-- Start of Data lines --

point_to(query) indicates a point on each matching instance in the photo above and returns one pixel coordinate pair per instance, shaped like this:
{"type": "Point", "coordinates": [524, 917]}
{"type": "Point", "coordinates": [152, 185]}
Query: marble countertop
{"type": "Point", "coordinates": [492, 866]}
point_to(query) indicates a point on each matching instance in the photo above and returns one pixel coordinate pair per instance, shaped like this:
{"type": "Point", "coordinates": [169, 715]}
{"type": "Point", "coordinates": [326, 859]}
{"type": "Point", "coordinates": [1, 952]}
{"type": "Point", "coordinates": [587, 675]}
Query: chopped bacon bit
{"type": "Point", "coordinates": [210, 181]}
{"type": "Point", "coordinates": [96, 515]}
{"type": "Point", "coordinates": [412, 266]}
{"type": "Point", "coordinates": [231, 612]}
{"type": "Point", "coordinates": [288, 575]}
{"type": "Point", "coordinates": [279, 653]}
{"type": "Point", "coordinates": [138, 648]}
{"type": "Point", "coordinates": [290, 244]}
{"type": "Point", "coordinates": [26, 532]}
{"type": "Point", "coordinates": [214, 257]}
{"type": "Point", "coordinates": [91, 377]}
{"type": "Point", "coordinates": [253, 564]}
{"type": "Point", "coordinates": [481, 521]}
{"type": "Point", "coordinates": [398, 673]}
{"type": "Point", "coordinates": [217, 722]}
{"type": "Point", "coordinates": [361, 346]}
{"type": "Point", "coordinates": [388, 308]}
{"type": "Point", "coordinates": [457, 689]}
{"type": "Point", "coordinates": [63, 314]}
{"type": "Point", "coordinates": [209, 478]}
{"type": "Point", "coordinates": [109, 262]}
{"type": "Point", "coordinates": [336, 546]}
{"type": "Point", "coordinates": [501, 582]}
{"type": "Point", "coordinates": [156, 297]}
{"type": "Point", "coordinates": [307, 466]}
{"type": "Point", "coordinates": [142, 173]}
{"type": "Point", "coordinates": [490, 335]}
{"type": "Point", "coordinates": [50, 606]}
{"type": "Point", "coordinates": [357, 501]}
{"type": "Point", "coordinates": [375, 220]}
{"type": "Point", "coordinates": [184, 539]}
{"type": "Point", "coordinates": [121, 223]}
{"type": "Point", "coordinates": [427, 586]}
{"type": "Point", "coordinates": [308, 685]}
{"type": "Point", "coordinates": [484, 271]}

-- End of Data lines --

Work instructions:
Return all of the records above line for line, reproducing each one verbatim without any changes.

Answer below:
point_to(query) indicates a point on each matching instance in the photo above and returns one pixel coordinate pair per instance, shaped like this:
{"type": "Point", "coordinates": [524, 917]}
{"type": "Point", "coordinates": [152, 185]}
Query: marble countertop
{"type": "Point", "coordinates": [492, 866]}
point_to(query) indicates a point on each matching instance in the photo above and returns one pixel coordinate pair per instance, shaped like this:
{"type": "Point", "coordinates": [169, 715]}
{"type": "Point", "coordinates": [326, 859]}
{"type": "Point", "coordinates": [1, 952]}
{"type": "Point", "coordinates": [587, 675]}
Query: chopped bacon bit
{"type": "Point", "coordinates": [210, 181]}
{"type": "Point", "coordinates": [96, 515]}
{"type": "Point", "coordinates": [412, 266]}
{"type": "Point", "coordinates": [231, 612]}
{"type": "Point", "coordinates": [288, 575]}
{"type": "Point", "coordinates": [279, 653]}
{"type": "Point", "coordinates": [138, 648]}
{"type": "Point", "coordinates": [290, 244]}
{"type": "Point", "coordinates": [26, 532]}
{"type": "Point", "coordinates": [214, 257]}
{"type": "Point", "coordinates": [91, 377]}
{"type": "Point", "coordinates": [253, 564]}
{"type": "Point", "coordinates": [481, 521]}
{"type": "Point", "coordinates": [398, 673]}
{"type": "Point", "coordinates": [217, 722]}
{"type": "Point", "coordinates": [361, 346]}
{"type": "Point", "coordinates": [388, 308]}
{"type": "Point", "coordinates": [457, 689]}
{"type": "Point", "coordinates": [63, 314]}
{"type": "Point", "coordinates": [209, 478]}
{"type": "Point", "coordinates": [109, 262]}
{"type": "Point", "coordinates": [336, 546]}
{"type": "Point", "coordinates": [501, 582]}
{"type": "Point", "coordinates": [156, 297]}
{"type": "Point", "coordinates": [307, 466]}
{"type": "Point", "coordinates": [142, 173]}
{"type": "Point", "coordinates": [490, 335]}
{"type": "Point", "coordinates": [50, 606]}
{"type": "Point", "coordinates": [357, 501]}
{"type": "Point", "coordinates": [375, 220]}
{"type": "Point", "coordinates": [184, 539]}
{"type": "Point", "coordinates": [121, 223]}
{"type": "Point", "coordinates": [427, 586]}
{"type": "Point", "coordinates": [308, 685]}
{"type": "Point", "coordinates": [484, 271]}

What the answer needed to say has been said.